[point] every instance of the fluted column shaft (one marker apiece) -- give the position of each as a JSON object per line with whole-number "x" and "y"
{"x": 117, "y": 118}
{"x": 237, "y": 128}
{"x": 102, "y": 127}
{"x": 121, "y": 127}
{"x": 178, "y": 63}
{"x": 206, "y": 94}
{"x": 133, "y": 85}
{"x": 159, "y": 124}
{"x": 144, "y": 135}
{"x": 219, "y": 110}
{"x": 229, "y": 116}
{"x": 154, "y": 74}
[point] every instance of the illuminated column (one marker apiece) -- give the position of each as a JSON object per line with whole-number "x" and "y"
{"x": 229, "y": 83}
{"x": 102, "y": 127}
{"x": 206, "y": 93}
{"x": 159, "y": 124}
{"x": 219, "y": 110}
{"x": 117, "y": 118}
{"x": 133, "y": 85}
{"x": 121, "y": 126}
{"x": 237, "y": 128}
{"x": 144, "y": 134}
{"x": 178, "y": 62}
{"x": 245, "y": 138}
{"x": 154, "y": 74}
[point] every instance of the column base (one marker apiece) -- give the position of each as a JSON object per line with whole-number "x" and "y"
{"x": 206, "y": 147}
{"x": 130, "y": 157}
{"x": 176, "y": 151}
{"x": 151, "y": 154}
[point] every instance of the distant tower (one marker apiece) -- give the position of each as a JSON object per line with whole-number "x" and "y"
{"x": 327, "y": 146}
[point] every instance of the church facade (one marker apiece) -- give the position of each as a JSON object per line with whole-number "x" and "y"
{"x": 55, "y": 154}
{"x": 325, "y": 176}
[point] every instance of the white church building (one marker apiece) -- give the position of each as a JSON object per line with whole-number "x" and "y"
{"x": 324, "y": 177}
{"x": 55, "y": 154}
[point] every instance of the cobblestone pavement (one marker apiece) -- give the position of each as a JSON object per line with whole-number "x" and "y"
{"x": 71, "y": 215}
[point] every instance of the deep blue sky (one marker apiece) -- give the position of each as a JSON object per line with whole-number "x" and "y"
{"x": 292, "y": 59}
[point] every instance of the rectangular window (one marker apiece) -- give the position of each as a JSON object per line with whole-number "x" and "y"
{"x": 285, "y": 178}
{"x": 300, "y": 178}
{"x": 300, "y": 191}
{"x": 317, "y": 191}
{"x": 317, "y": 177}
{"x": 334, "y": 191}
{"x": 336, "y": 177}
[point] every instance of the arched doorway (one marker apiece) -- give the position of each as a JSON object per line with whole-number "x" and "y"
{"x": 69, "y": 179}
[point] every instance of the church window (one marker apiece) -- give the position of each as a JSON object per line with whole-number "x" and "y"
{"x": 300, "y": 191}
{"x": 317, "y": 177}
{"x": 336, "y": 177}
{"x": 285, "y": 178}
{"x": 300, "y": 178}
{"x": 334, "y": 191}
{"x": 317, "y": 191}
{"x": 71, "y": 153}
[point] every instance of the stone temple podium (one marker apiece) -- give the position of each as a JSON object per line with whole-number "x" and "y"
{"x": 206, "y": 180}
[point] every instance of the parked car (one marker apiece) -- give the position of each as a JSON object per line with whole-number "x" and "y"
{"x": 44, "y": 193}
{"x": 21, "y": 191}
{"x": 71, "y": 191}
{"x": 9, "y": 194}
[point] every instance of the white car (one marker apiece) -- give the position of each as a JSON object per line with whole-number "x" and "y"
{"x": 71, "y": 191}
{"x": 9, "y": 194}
____
GIVEN REQUEST. Could you repeat all of the records above verbatim, changing nothing?

SOLUTION TO THIS TASK.
[point] every instance of the fluted column shaft (one marker apiece) -- give the position of each as a JSON object per line with whole-number "x" and "y"
{"x": 117, "y": 118}
{"x": 237, "y": 128}
{"x": 102, "y": 127}
{"x": 121, "y": 127}
{"x": 178, "y": 63}
{"x": 206, "y": 94}
{"x": 133, "y": 85}
{"x": 159, "y": 124}
{"x": 144, "y": 135}
{"x": 219, "y": 110}
{"x": 229, "y": 116}
{"x": 154, "y": 74}
[point] every instance of the illuminated column (one marker apiece) -- give the position of each as a JSON object per line with whole-number "x" and "y"
{"x": 229, "y": 83}
{"x": 102, "y": 127}
{"x": 206, "y": 93}
{"x": 159, "y": 124}
{"x": 219, "y": 110}
{"x": 117, "y": 118}
{"x": 133, "y": 85}
{"x": 121, "y": 126}
{"x": 237, "y": 128}
{"x": 144, "y": 134}
{"x": 178, "y": 62}
{"x": 245, "y": 138}
{"x": 154, "y": 74}
[point] every instance of the column base (one marker apiece) -- give the position of each as a JSON object per line with whole-number "x" and "y"
{"x": 206, "y": 147}
{"x": 130, "y": 157}
{"x": 176, "y": 151}
{"x": 151, "y": 154}
[point] every instance of the distant tower (one marker apiece) -- give the position of each as a JSON object per line with whole-number "x" and "y"
{"x": 327, "y": 146}
[point] every instance of the church facade (one marker apiece) -- give the position of each as a JSON object per line with whole-number "x" and "y"
{"x": 55, "y": 154}
{"x": 325, "y": 176}
[point] every instance of the white church building (one marker apiece) -- give the position of each as a JSON object per line with whole-number "x" and "y"
{"x": 324, "y": 177}
{"x": 55, "y": 154}
[point] every instance of the cobblestone pavement (one marker apiece) -- give the position of each as a JSON object per line with whole-number "x" and "y"
{"x": 71, "y": 215}
[point] every instance of the deep blue sky (one marker apiece) -- give the position of each as a JSON object per line with whole-number "x" and "y"
{"x": 292, "y": 59}
[point] every instance of the rectangular window (one marker apiece) -- give the position of each as a JSON object per line with whole-number "x" and "y"
{"x": 285, "y": 178}
{"x": 300, "y": 178}
{"x": 300, "y": 191}
{"x": 317, "y": 191}
{"x": 317, "y": 177}
{"x": 334, "y": 191}
{"x": 336, "y": 177}
[point] every instance of the arched doorway (one marker apiece) -- give the position of each as a JSON object per line with whole-number "x" and "y"
{"x": 69, "y": 179}
[point] every instance of the church window (one marker apiece) -- give the position of each as a JSON object per line with whole-number "x" and "y"
{"x": 300, "y": 191}
{"x": 317, "y": 177}
{"x": 336, "y": 177}
{"x": 285, "y": 178}
{"x": 300, "y": 178}
{"x": 334, "y": 191}
{"x": 317, "y": 191}
{"x": 71, "y": 153}
[point] every instance of the stone temple podium (one marker apiece) -- give the position of each as a JSON object per line with whole-number "x" and "y"
{"x": 206, "y": 180}
[point] every instance of the parked car (one marker apiece) -- give the position of each as a JSON object per line with whole-number "x" and "y"
{"x": 44, "y": 193}
{"x": 21, "y": 191}
{"x": 71, "y": 191}
{"x": 9, "y": 194}
[point] every instance of the white car (one marker apiece) -- give the position of each as a JSON object per line with whole-number "x" and "y"
{"x": 71, "y": 191}
{"x": 9, "y": 194}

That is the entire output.